§ **Task instructions**: Rescale the part of the listing between the line holding "Refer to the" and the end of the listing, inclusive, by writing those lines out again in full and changing only the bounding box coordinates in the answers, each multiplied by 2.45 and rounded to a whole number with halves rounded up. Leave the pictures out.

Entries for bounding box labeling:
------------------------------------------------------------

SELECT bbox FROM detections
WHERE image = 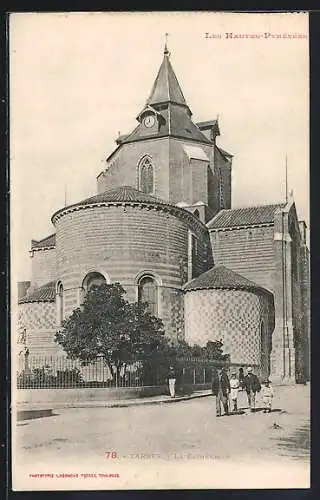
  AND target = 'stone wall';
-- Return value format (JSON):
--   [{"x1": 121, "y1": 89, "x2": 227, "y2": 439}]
[
  {"x1": 210, "y1": 225, "x2": 276, "y2": 291},
  {"x1": 18, "y1": 302, "x2": 62, "y2": 356},
  {"x1": 31, "y1": 248, "x2": 57, "y2": 288},
  {"x1": 56, "y1": 205, "x2": 212, "y2": 338},
  {"x1": 185, "y1": 290, "x2": 272, "y2": 374}
]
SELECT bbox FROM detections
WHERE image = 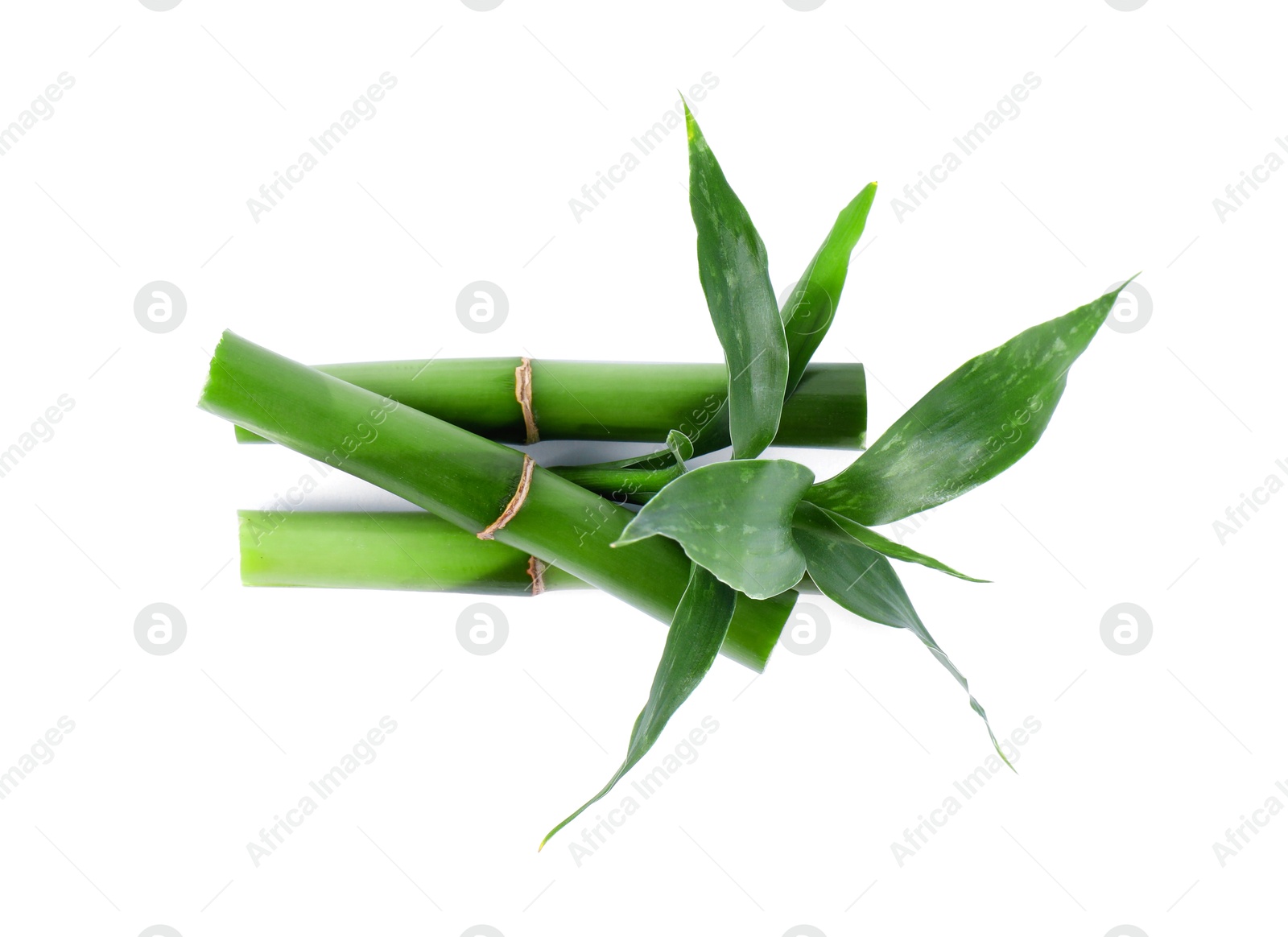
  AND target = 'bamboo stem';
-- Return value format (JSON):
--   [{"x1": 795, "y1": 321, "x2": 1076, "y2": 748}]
[
  {"x1": 198, "y1": 332, "x2": 796, "y2": 671},
  {"x1": 237, "y1": 511, "x2": 818, "y2": 596},
  {"x1": 237, "y1": 357, "x2": 867, "y2": 454}
]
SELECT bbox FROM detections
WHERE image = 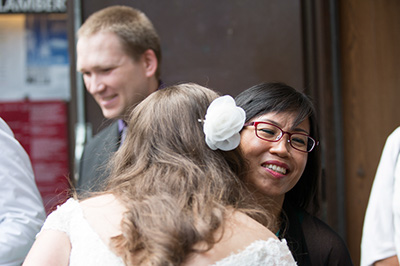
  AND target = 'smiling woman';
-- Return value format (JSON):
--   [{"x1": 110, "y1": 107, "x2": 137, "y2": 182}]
[{"x1": 235, "y1": 83, "x2": 353, "y2": 265}]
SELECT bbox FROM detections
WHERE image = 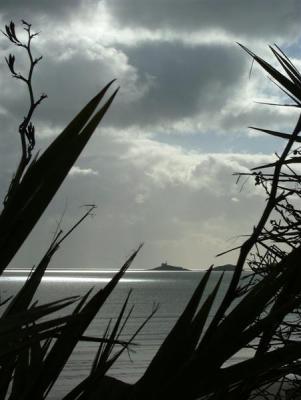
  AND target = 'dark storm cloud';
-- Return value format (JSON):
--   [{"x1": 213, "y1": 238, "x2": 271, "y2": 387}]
[
  {"x1": 106, "y1": 0, "x2": 301, "y2": 38},
  {"x1": 0, "y1": 0, "x2": 88, "y2": 22}
]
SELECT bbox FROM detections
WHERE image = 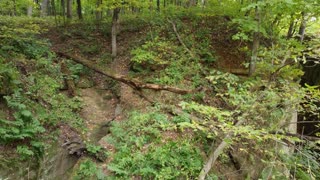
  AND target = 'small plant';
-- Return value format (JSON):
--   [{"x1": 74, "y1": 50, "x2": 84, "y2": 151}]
[
  {"x1": 73, "y1": 159, "x2": 106, "y2": 180},
  {"x1": 106, "y1": 111, "x2": 202, "y2": 179}
]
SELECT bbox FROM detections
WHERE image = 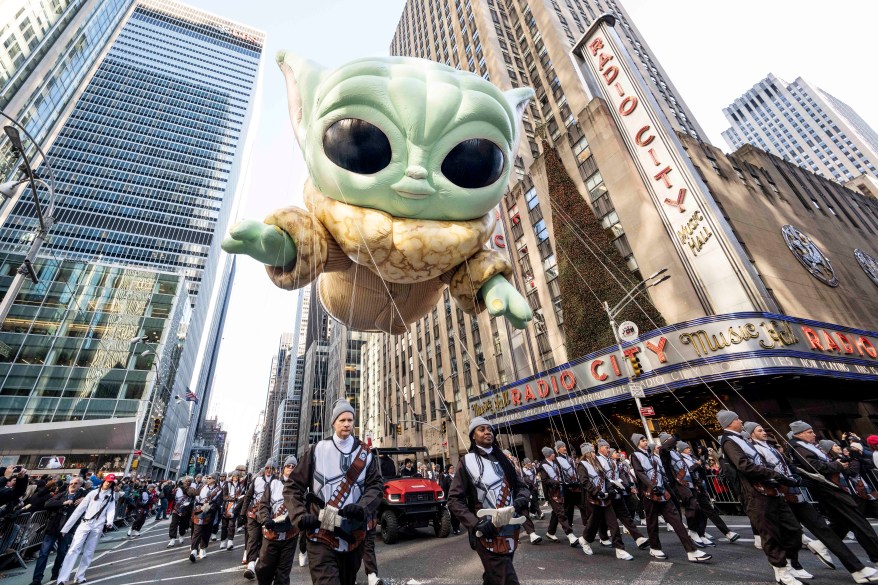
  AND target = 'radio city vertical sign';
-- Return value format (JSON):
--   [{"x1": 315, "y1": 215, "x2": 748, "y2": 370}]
[{"x1": 573, "y1": 15, "x2": 773, "y2": 314}]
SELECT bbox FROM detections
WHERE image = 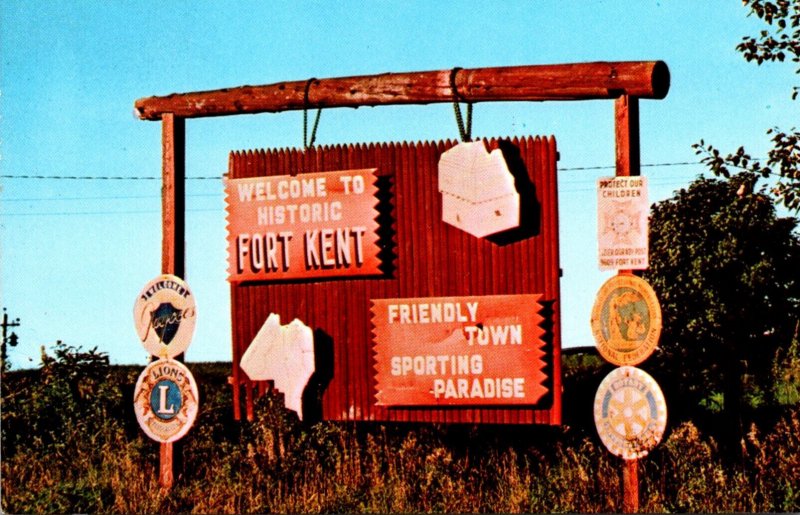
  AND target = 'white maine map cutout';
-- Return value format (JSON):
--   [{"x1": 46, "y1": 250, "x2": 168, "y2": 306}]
[
  {"x1": 240, "y1": 313, "x2": 314, "y2": 420},
  {"x1": 439, "y1": 141, "x2": 519, "y2": 238}
]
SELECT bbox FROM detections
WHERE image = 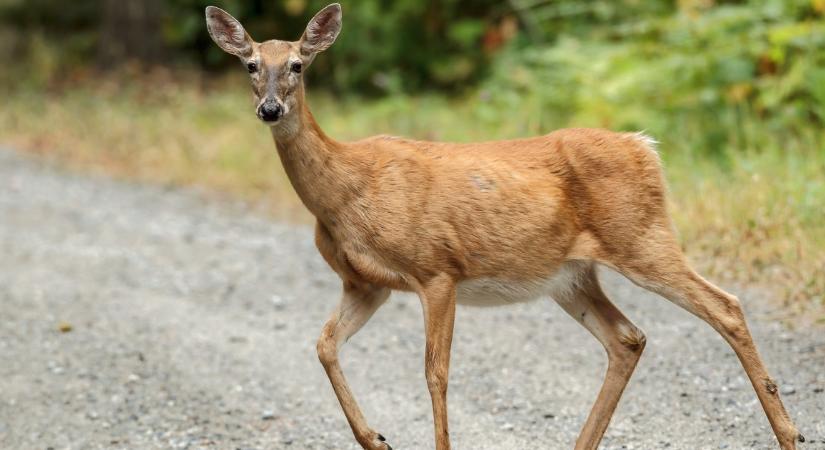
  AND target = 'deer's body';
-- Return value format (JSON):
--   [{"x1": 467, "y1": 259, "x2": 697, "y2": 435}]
[
  {"x1": 284, "y1": 112, "x2": 670, "y2": 296},
  {"x1": 207, "y1": 4, "x2": 804, "y2": 450}
]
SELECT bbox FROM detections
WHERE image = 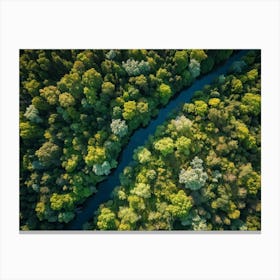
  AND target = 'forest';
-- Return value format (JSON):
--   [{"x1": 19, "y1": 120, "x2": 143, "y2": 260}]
[{"x1": 19, "y1": 49, "x2": 261, "y2": 231}]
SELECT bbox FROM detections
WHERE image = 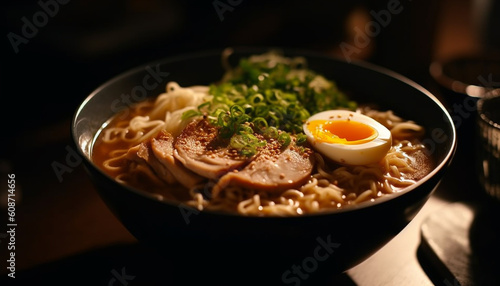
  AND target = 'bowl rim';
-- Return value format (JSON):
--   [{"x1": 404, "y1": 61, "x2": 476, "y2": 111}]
[{"x1": 70, "y1": 46, "x2": 457, "y2": 220}]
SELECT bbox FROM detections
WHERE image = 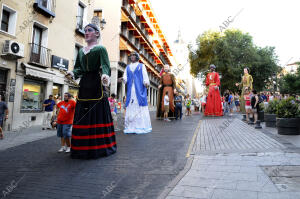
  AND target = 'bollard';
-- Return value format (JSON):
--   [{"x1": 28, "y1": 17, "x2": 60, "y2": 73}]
[{"x1": 255, "y1": 120, "x2": 262, "y2": 129}]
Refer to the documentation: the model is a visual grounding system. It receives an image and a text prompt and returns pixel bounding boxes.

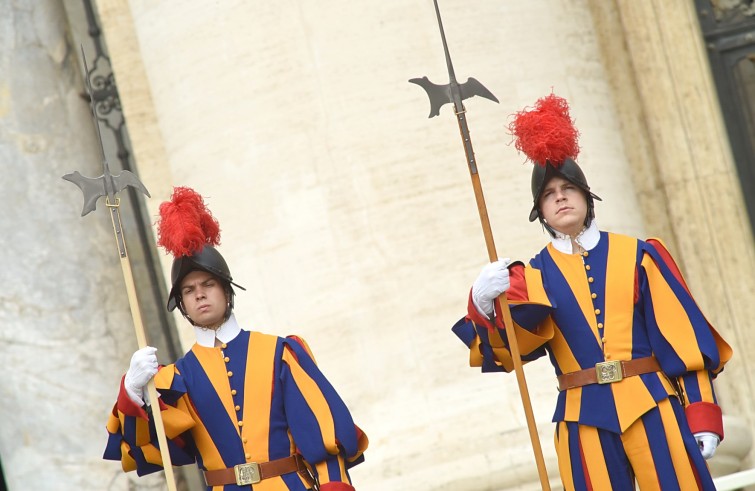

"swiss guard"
[104,187,368,491]
[453,94,732,491]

------------------------------------------------------------

§ **Solution to the exercise**:
Refer to the documentation: the model is a visual grounding system. It receives an image and a text prompt and returns pixel bounding boxes.


"swiss guard"
[255,458,902,1203]
[1110,230,1793,1203]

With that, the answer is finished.